┌─ Dataset

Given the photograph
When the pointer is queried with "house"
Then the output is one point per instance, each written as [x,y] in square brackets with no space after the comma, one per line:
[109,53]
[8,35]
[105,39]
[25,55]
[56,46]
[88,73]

└─

Each line of the listing above should be output exactly.

*Exercise result*
Given the photograph
When the pointer is queried with "house"
Then the output is one point per instance, each written as [x,y] in square brackets with no space after the comma, one per line:
[109,53]
[8,35]
[105,39]
[25,55]
[56,46]
[88,73]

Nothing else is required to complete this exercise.